Task prompt
Begin at the line containing "point(131, 171)" in the entries below and end at the line containing "point(50, 217)"; transcribe that range exactly and nothing outside it.

Data section
--- START ---
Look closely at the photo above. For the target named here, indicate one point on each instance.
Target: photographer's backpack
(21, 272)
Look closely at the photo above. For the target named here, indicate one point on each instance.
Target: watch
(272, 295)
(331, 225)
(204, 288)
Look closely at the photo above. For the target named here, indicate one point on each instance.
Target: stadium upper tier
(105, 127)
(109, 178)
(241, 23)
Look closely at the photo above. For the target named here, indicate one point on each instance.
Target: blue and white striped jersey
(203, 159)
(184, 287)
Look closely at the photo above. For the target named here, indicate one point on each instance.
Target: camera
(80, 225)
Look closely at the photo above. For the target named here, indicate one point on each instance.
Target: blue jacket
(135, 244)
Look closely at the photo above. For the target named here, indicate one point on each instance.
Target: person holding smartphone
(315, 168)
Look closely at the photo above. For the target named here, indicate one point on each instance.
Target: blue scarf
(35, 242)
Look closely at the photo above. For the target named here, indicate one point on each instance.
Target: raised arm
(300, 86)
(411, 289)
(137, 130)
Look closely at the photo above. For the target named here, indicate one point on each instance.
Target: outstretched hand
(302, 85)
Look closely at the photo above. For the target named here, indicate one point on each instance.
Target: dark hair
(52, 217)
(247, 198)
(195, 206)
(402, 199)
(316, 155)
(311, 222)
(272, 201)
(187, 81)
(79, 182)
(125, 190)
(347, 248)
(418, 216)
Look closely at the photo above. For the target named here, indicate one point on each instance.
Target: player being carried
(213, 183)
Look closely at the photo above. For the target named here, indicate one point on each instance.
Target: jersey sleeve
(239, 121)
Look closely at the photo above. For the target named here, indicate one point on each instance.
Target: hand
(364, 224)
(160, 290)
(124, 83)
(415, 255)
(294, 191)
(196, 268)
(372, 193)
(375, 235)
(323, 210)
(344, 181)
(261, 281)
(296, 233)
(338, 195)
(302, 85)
--- END ---
--- START ---
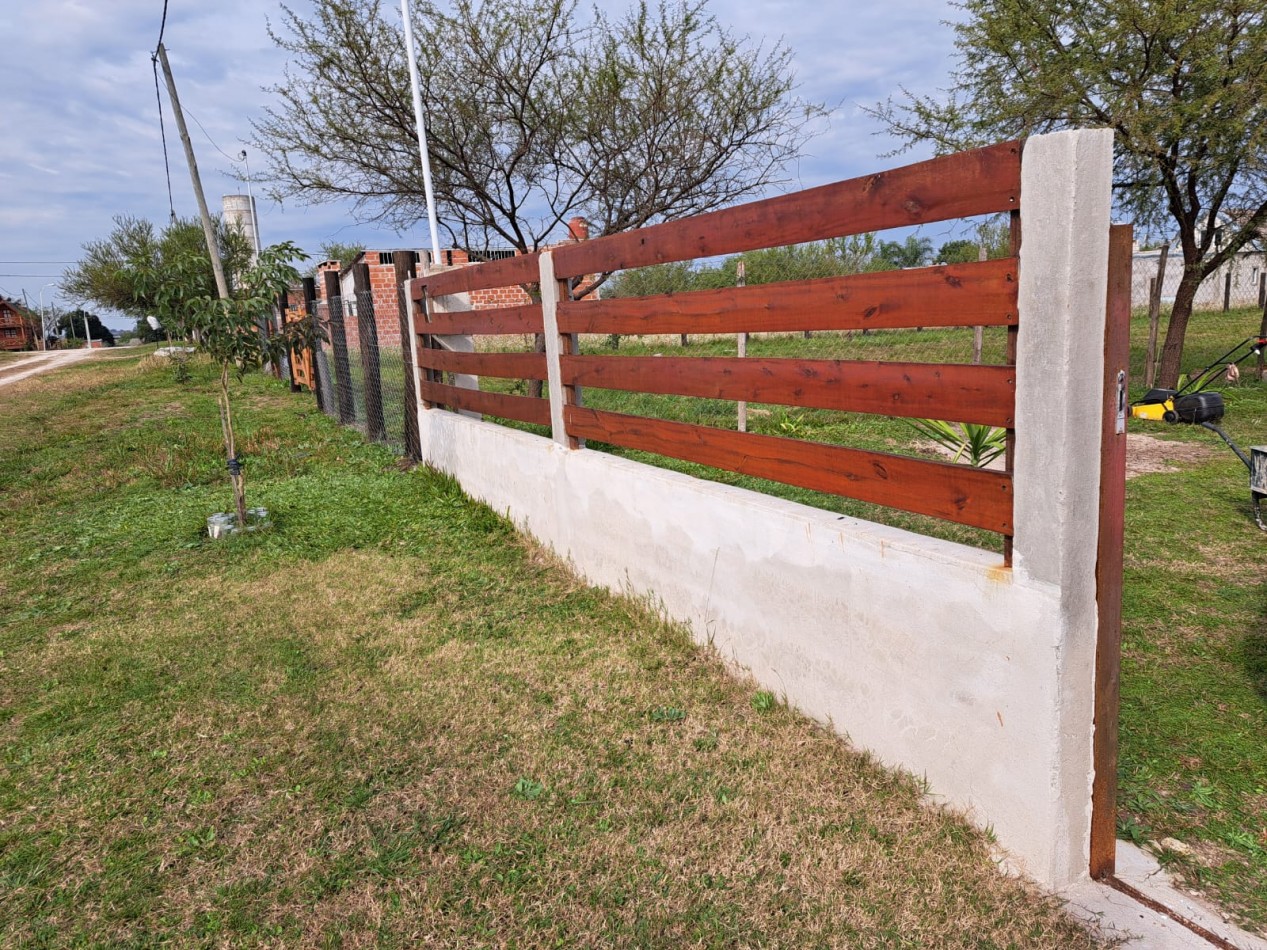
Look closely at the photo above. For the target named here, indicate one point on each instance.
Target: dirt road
--- END ---
--- START ---
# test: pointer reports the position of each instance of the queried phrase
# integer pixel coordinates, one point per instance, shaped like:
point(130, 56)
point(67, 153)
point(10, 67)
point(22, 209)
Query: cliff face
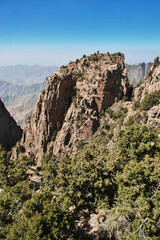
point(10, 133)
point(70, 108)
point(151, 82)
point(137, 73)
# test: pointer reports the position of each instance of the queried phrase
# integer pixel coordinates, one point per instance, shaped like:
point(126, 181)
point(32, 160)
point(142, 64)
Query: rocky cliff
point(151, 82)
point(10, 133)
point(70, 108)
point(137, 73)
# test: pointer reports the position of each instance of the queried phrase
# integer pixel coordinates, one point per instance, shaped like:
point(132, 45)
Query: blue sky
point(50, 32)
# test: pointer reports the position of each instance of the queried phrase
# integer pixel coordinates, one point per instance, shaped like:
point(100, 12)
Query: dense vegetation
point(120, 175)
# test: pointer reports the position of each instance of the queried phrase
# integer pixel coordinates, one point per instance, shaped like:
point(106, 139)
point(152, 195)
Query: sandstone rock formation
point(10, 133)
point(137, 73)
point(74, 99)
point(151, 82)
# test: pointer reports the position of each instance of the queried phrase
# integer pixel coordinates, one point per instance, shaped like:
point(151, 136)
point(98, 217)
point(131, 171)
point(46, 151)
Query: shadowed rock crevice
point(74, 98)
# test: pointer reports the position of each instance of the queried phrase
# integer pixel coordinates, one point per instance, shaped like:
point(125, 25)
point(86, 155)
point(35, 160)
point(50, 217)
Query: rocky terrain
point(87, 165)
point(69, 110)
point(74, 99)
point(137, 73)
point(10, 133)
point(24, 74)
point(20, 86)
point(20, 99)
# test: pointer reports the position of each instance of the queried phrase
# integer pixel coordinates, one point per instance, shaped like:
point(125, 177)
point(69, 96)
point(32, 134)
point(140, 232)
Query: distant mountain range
--- END ---
Written answer
point(131, 171)
point(46, 151)
Query: shadowed rock crevice
point(74, 98)
# test: pointer reports the position of each instance of the queried phrase
# integer pixel coordinates, one point per instance, shaped like:
point(125, 25)
point(86, 155)
point(35, 160)
point(50, 217)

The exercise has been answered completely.